Start of Block
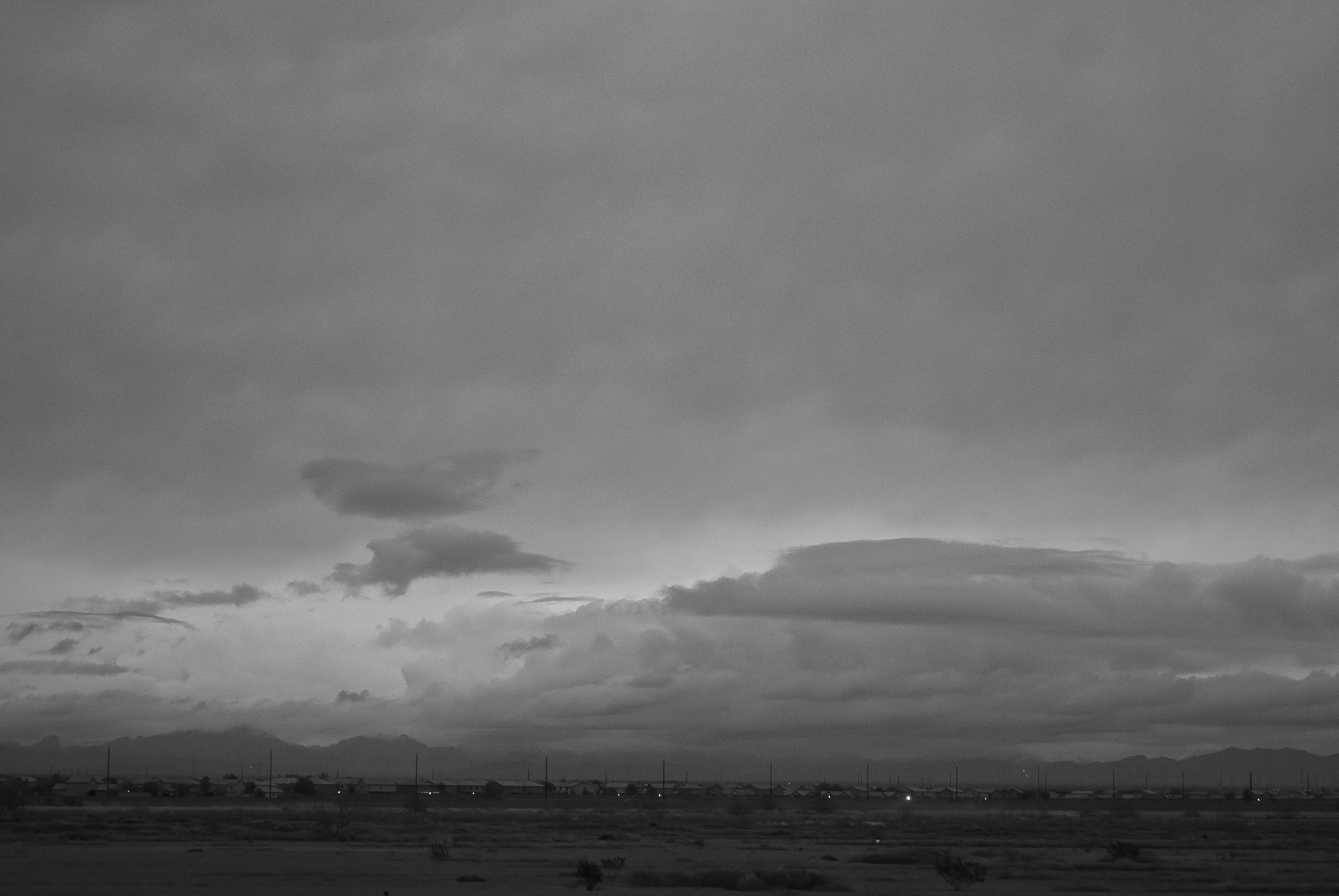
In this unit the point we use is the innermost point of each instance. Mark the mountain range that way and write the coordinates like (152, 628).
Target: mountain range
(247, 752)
End of Block
Start of Block
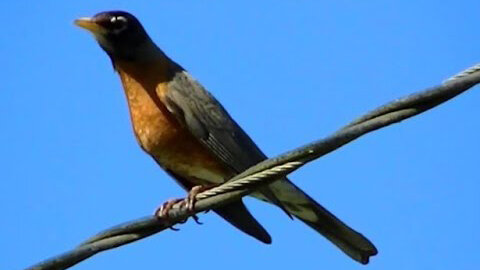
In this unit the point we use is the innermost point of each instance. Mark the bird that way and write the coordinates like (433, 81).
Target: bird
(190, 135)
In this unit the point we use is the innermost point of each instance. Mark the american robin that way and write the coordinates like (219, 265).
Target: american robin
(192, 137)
End of Block
> **TASK GOAL**
Copy every line of the records above that holds the word "unit".

> **RESULT BELOW**
In this unit the point we use is the innermost point of each instance. Mark the mountain range that way and write the coordinates like (152, 628).
In this unit the point we use is the innermost point of each instance. Mark the bird that way and write the coordinates like (433, 81).
In this unit the point we use is the innermost point of each instance. Mark the american robin that way and write the coordinates like (219, 265).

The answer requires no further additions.